• Aufgabe
Filtern Sie die folgenden Zeilen und übernehmen Sie jede Zeile, die die Zeichenfolge „bare“ enthält. Achten Sie dabei auf Groß- und Kleinschreibung.

• Aufgeführte Zeilen
▬▬▬▬▬▬▬▬▬▬

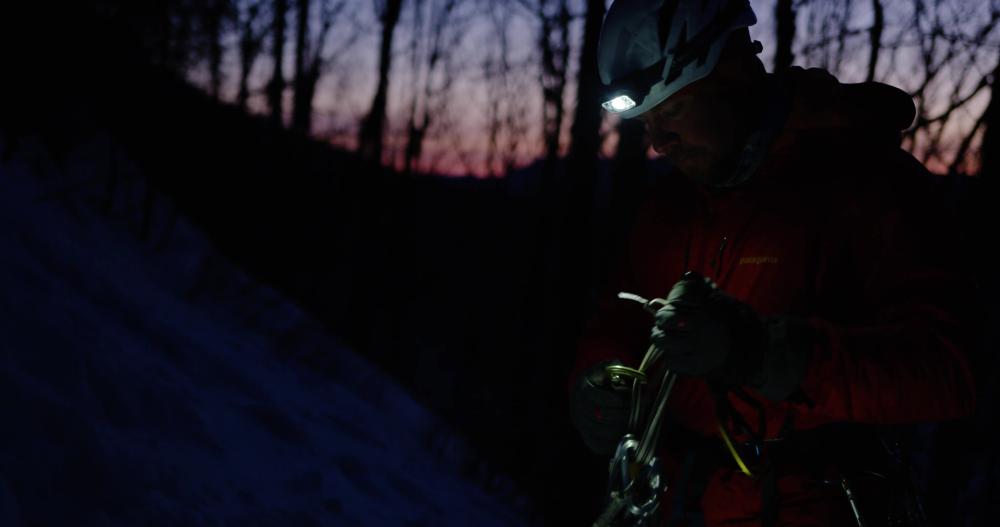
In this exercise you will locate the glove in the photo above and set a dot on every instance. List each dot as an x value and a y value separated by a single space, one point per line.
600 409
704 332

▬▬▬▬▬▬▬▬▬▬

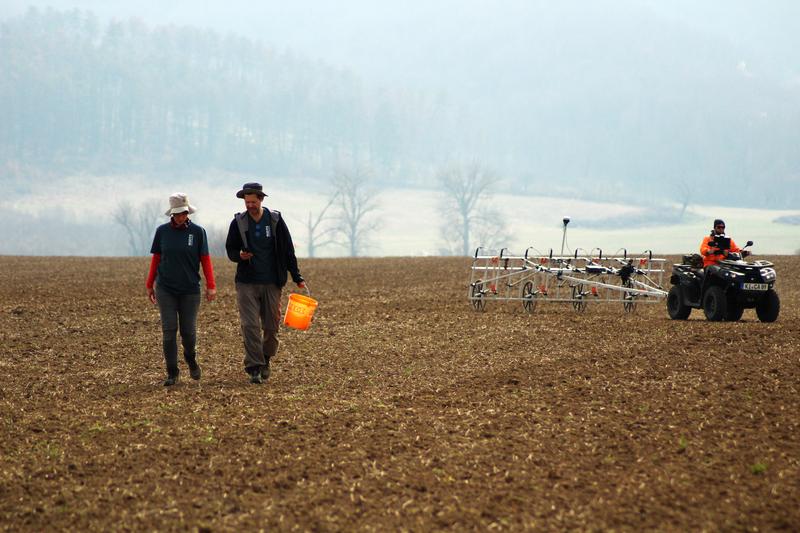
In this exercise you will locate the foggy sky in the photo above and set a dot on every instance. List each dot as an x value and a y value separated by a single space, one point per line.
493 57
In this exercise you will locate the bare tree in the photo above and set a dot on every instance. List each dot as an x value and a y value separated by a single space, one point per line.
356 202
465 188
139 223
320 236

▬▬▬▬▬▬▬▬▬▬

• Ergebnis
In this exercise you will locate the bare tree in the photo above and set a dot on every instance. List each dot as an x value and a y value separated by a single space, one point per line.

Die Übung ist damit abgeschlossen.